# Start of Data excerpts

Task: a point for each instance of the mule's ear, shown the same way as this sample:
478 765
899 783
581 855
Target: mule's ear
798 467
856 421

# End of Data excerpts

What is being asked:
Please count how many rows above contain the string "mule". Reply with only that number.

Solution for this problem:
2